OBJECTIVES:
1 – Name every person the article on Big Star identifies as a member of the band.
2 – Set down the stretch of the listing from the line containing "[outline] red brick wall" through the end of the listing, both ends included.

The Freelance Mentalists.
Wednesday, October 12, 2005
  Big Star Ptart II
Big Star (cont. from above)
Not that things stayed so cute. For instance, it turns out that, for "O
Dana," Big Star's upside down semi-"Lennon" figure, Alex Chilton, built up a
stash of lines actually spoken by his (apparently) unwitting girl friend, Diane
Wall. Lines like, "I'm afraid this is my last life." Reading this, I remember
#1 Record's "The India Song," which was written by Big Star bassist Andy
Hummel, not A.C., but includes, "Get to know her after our trip, her life a part of mine." The song still sounds dreamy, though now I see it lay its cards
on the navel. R.J. also shows how witting people toss stuff into the strange
brew. Eventually, Alex encouraged another girlfriend, Lesa Aldridge, to
perform on several tracks, then erased most of what she'd done, "at a certain point
in his creative process," according to Jovanovich. But she can be heard
sometimes, not quite sealed away, on Third/Sister Lovers (also the repository of "O
Dana"), which still sounds like a house of secrets, even while Jovanovic's
impassively deep focus persuades me that it's (apparently) based on the slowly
dying relationship of Alex and Lesa.
Ron J., T/SL producer Jim Dickinson, and Big Star's Jody Stephens all
hear it as happenings in scuzzy Midtown, around which the river city fluxes and
grinds, loads and unloads. Tore down and tarted up, it's a Southern thing,
everywhere and nowhere. Big tin and today's potatoes. It's the mid-70s I
remember: walking around, outside and inside; pacing, even when doing errands, and
partying again. "Til the end of the day!" Alex, now the center of a nebulous Big
Star, raises a glass, covering the Kinks, his faves, 'til habits seem more
nocturnal than ever, rocking through sleepless stillness, like the old lady in
her chair, in Samuel Beckett's play. Stillness keeps me listening, forgetting to
be depressed.
"Morning comes and sleeping's done, birds sing outside. If demons come while
you're under, I'll be a blue moon in the sky." Either way really, which is
nice (don't come any closer). Jovanovic thinks this is a real nice song, and so
it is, in its way. Voice like a mirror sometimes, brightly so: does R.J. ,
does Chilton, really buy the A.C. quote re "Thank You Friends" being so sincere.

(Image outline annotation listing)
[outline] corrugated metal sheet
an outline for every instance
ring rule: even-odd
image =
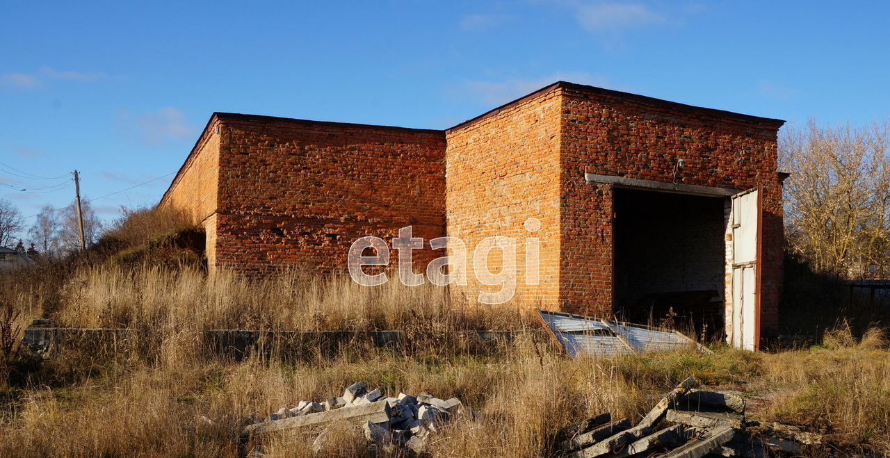
[[[569,356],[612,358],[650,351],[673,351],[698,346],[691,339],[673,332],[571,315],[538,310]]]

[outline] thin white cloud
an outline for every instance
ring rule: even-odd
[[[75,70],[60,71],[51,68],[49,67],[41,67],[39,73],[46,79],[54,79],[60,81],[80,81],[83,83],[91,83],[105,77],[105,74],[101,72],[85,73]]]
[[[465,32],[485,32],[510,20],[506,14],[466,14],[460,19]]]
[[[523,95],[533,92],[557,81],[568,81],[578,84],[627,90],[610,84],[602,76],[585,72],[554,73],[539,78],[512,78],[503,81],[468,81],[461,88],[473,98],[481,100],[487,105],[500,105]]]
[[[761,80],[757,84],[757,92],[767,99],[787,100],[794,96],[794,91],[777,83]]]
[[[125,130],[149,146],[163,146],[171,141],[182,141],[197,135],[182,111],[166,107],[150,113],[136,114],[122,111],[119,121]]]
[[[575,18],[590,32],[616,32],[665,22],[660,13],[643,4],[601,3],[578,5]]]
[[[119,181],[122,183],[128,183],[128,184],[136,184],[144,181],[142,179],[129,177],[126,175],[123,175],[121,173],[117,173],[115,172],[109,172],[109,171],[101,172],[99,173],[99,176],[111,181]]]
[[[33,89],[40,85],[40,80],[26,73],[7,73],[0,79],[0,84],[16,89]]]
[[[0,86],[15,89],[34,89],[45,85],[50,81],[74,81],[93,83],[105,78],[101,72],[85,73],[75,70],[57,70],[50,67],[41,67],[33,73],[7,73],[0,76]]]
[[[24,157],[26,159],[34,159],[36,157],[44,157],[43,153],[40,151],[29,149],[28,148],[16,148],[12,151],[15,152],[15,154],[17,154],[20,157]]]

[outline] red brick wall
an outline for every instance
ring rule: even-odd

PER-TASK OUTPUTS:
1 – Alex Chilton, Andy Hummel, Jody Stephens

2 –
[outline] red brick wall
an outline for every instance
ring rule: even-odd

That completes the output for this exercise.